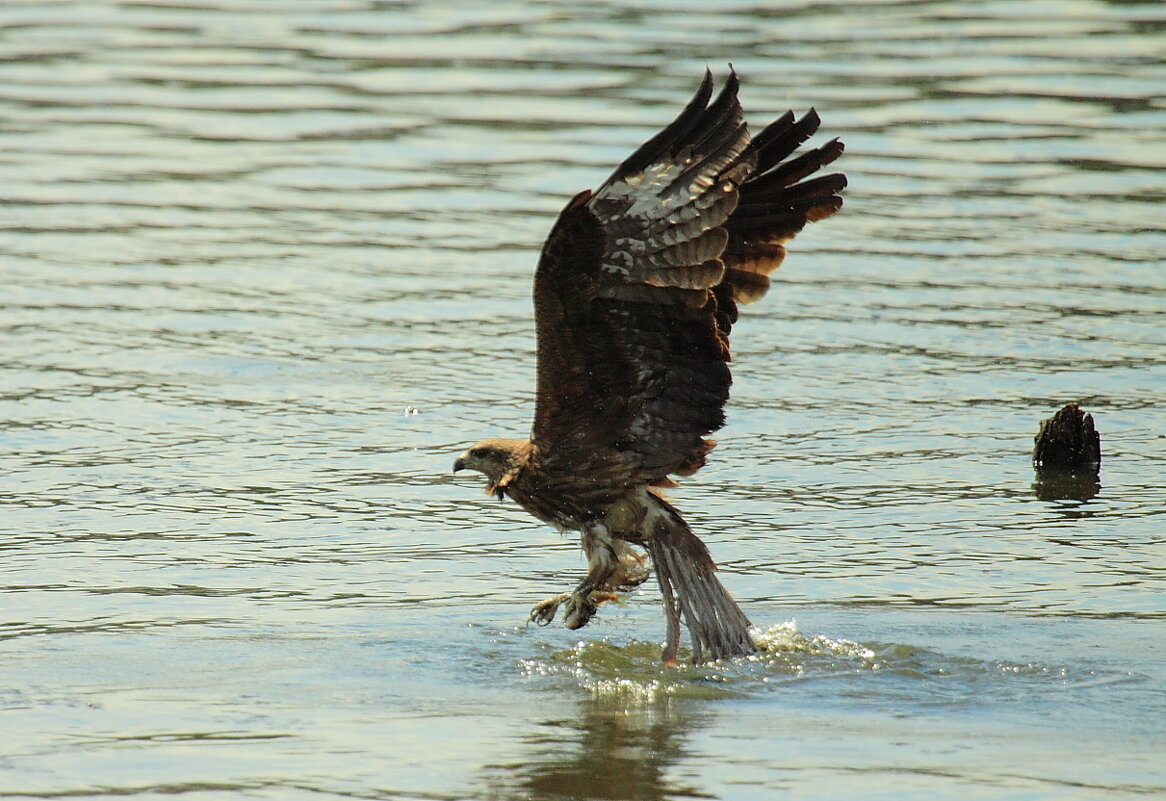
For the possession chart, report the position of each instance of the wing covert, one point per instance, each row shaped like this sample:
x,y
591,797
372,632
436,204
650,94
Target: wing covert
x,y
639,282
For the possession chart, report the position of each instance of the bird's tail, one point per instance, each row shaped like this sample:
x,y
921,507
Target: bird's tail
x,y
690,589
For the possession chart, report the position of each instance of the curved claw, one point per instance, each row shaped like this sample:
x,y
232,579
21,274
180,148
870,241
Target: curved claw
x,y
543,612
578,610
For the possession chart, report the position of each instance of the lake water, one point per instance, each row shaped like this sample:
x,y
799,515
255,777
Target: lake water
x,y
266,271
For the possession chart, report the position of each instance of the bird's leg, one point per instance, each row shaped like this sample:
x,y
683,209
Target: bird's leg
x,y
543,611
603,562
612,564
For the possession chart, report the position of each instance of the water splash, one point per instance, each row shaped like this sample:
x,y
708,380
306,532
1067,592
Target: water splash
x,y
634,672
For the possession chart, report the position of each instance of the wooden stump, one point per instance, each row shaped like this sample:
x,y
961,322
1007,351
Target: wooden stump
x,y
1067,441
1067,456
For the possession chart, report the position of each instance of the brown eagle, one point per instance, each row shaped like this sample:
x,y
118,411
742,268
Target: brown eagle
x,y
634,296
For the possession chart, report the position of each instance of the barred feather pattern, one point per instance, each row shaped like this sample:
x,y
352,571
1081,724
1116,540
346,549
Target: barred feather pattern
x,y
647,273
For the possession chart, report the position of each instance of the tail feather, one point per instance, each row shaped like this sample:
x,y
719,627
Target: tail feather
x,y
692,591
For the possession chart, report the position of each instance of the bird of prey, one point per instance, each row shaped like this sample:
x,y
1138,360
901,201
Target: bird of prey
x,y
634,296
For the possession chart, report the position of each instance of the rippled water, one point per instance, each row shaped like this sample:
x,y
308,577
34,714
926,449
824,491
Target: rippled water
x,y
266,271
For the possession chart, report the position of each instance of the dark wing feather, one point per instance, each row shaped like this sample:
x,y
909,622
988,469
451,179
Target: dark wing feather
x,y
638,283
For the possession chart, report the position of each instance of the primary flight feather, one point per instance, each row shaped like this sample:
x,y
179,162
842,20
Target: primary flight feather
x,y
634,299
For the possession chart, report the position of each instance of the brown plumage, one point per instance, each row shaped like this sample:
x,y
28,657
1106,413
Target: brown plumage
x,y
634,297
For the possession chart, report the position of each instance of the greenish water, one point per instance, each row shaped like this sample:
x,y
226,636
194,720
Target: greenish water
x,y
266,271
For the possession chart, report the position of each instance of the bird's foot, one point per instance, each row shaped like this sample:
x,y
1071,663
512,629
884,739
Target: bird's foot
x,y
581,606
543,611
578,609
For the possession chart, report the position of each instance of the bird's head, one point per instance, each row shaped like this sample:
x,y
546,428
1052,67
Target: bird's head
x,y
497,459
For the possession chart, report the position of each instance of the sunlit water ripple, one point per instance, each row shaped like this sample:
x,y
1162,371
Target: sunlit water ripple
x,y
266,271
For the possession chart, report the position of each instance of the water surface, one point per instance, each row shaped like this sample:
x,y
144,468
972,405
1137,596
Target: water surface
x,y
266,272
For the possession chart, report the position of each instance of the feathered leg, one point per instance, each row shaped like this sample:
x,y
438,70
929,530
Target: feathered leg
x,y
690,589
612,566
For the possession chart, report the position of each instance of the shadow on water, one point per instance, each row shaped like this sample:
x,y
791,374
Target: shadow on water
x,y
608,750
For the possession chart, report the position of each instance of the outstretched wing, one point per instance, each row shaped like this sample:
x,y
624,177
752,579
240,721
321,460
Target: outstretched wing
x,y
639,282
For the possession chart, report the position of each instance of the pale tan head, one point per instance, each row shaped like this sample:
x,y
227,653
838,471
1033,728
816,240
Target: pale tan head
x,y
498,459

- _WHAT TO DO_: Please repeat each record exactly and keep every picture out of the copy.

- _SOLUTION FOR THIS PROBLEM_:
For the possession chart, report the position of each instance of the wing covert, one point per instance, each row shaped like this sample:
x,y
591,797
372,632
436,204
650,94
Target: wing covert
x,y
639,282
For the possession chart, report the position of each instance of the bird's tail, one point per instance, each row shaped like this sample:
x,y
921,507
Target: bird's tail
x,y
690,589
For the possession chart, report the position of each instance of the curved claw, one point per instance, each row shaped like this sample:
x,y
232,579
21,274
180,148
870,241
Target: curved claw
x,y
543,612
578,610
For the possession chart, report the position of each instance of the lake water, one point per instance, each row shaped like this sample:
x,y
799,515
255,777
Target: lake water
x,y
266,271
For the possession chart, report the position of each instance of the bird's leg, one point per instance, each row shaped like this sample:
x,y
683,209
Target: bird's leg
x,y
543,611
603,562
612,564
For the possession chart, report the position of each instance of the water splash, one point per instance, each row shaped like this sample:
x,y
708,380
306,532
1067,592
Target: water splash
x,y
634,672
For the possession chart, report the position of each instance of the wooden stump, one point per instance, each row shaped like this sample:
x,y
961,322
1007,351
Target: wooden stump
x,y
1067,441
1067,456
For the possession chart, report the position of each instance of the brown eagle, one point per instance, each row shaped like this sample:
x,y
118,411
742,268
Target: brown eagle
x,y
634,296
For the possession chart, report the position of each instance of the barred feather pattern, one point per instance, each row shaped like this sample:
x,y
352,571
1081,724
1116,540
346,549
Target: barred feather pattern
x,y
647,273
For the possession chart, report the position of each instance of the tail feather, one point per instance, each row shaped like this sample:
x,y
719,627
Target: tail feather
x,y
692,591
For the possession chart, report the position of each instance of the bird of prey, one point per instance, each row shaped like this sample:
x,y
1138,360
901,201
Target: bird of prey
x,y
634,296
For the possession chart, report the position of each instance of the rippled water, one point per instance, each row shaped like this sample:
x,y
308,577
34,714
926,449
824,491
Target: rippled water
x,y
266,271
For the possession chart, report the position of each instance of the dark wing feather, one point per instance, each row shaped like this sample:
x,y
909,622
988,469
451,179
Target: dark wing feather
x,y
638,283
For the possession chart, report the position of each instance of the primary flight feather, one point per instance, each row shaped like this sample:
x,y
179,162
842,20
Target: primary flight feather
x,y
634,299
For the possession chart, report the position of each instance of the brown plumage, one point per instance, each row shaped like this sample:
x,y
28,657
1106,413
Target: brown plumage
x,y
634,297
For the possession chart, report the position of each instance of the greenish water, one point per instance, each row shaped like this sample:
x,y
226,636
194,720
Target: greenish water
x,y
266,271
For the possession chart, report the position of each instance of the bird's foot, one point per instance, each row shaped like this sample:
x,y
1071,663
512,629
884,739
Target: bird's foot
x,y
581,606
543,611
578,609
For the possession chart, report the position of each instance of the bird's head, one point per instance, each row shaped like this sample:
x,y
546,428
1052,67
Target: bird's head
x,y
497,459
For the possession chart, report the position of each instance of the sunlit water ripple, one point per instance, each row shaped like this sample:
x,y
1162,371
Target: sunlit water ripple
x,y
266,271
For the possession chart, report the position of each instance of the water surface, one point per instance, each row shaped like this sample:
x,y
144,468
972,405
1137,596
Target: water surface
x,y
266,272
For the possession chart, report the position of each instance of the feathered leg, one point per instance, each row shaped like this sample:
x,y
438,70
929,530
Target: feathered leg
x,y
690,589
612,566
For the possession chart, report the position of each instance of the shadow on water, one point per instance, each row shaped like this sample:
x,y
791,374
Target: shadow on water
x,y
608,750
For the possession chart, report the position of each instance of the outstretched wing, one point per instance, each row shaped like this sample:
x,y
624,177
752,579
240,721
321,460
Target: outstretched wing
x,y
639,282
For the possession chart, report the position of each instance of the pale tan head, one point per instance, each row shaped like this sample:
x,y
227,653
838,471
1033,728
816,240
Target: pale tan head
x,y
498,459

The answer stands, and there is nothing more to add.